Please copy the records below word for word, leaving out the pictures.
* * * * * * * * *
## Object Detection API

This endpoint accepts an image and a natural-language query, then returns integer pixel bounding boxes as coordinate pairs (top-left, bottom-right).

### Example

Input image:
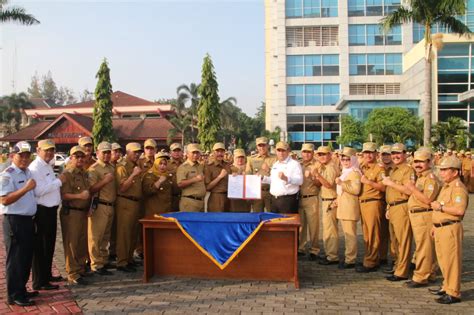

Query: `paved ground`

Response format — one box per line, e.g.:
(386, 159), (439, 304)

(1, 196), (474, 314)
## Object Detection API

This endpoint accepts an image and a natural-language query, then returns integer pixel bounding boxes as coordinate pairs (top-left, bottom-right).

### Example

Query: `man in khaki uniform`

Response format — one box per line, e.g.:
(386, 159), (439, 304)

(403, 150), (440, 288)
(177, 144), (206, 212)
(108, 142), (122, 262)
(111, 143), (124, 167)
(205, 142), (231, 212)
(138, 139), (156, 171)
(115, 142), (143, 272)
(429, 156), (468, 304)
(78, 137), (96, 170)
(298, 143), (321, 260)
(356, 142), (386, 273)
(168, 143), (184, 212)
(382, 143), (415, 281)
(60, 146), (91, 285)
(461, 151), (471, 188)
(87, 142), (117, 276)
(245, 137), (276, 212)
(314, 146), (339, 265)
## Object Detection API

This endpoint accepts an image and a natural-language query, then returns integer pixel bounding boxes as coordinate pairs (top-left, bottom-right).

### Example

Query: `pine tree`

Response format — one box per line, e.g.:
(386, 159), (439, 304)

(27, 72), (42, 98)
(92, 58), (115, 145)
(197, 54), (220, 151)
* * * * * * * * *
Your solution:
## Object Detection API

This endpoint accepts an image and a natural-language query, then returns integer pixel bounding boxes as coordinate pairs (top-left, bottom-right).

### Example

Input image:

Query: `paved ground`

Response format — one box per line, e.g.:
(386, 159), (439, 304)

(1, 196), (474, 314)
## Object Detection API

This endpoint accepts an image and a natural-language query, then returns integer pixel bounding boxes as coordinate pairs (top-left, bottom-right).

### Example

Query: `man in khaki uniform`

Response format — one box per line, e.g.:
(386, 159), (439, 304)

(403, 150), (440, 288)
(177, 144), (206, 212)
(108, 142), (122, 262)
(111, 143), (124, 167)
(205, 142), (231, 212)
(138, 139), (156, 171)
(115, 142), (143, 272)
(429, 156), (468, 304)
(78, 137), (96, 170)
(298, 143), (321, 260)
(356, 142), (386, 273)
(168, 143), (184, 212)
(382, 143), (415, 281)
(60, 146), (91, 285)
(461, 151), (471, 188)
(87, 142), (117, 276)
(245, 137), (276, 212)
(314, 146), (339, 265)
## Object Detection API

This endpoint accepts an image and a natural-language query, then returns integer pixel bounding boxes as coordinate pairs (top-left, bottom-right).

### Example

Query: `pine tree`

Response format — one box per line, e.g.:
(386, 159), (439, 304)

(27, 72), (42, 98)
(92, 58), (115, 145)
(197, 54), (220, 151)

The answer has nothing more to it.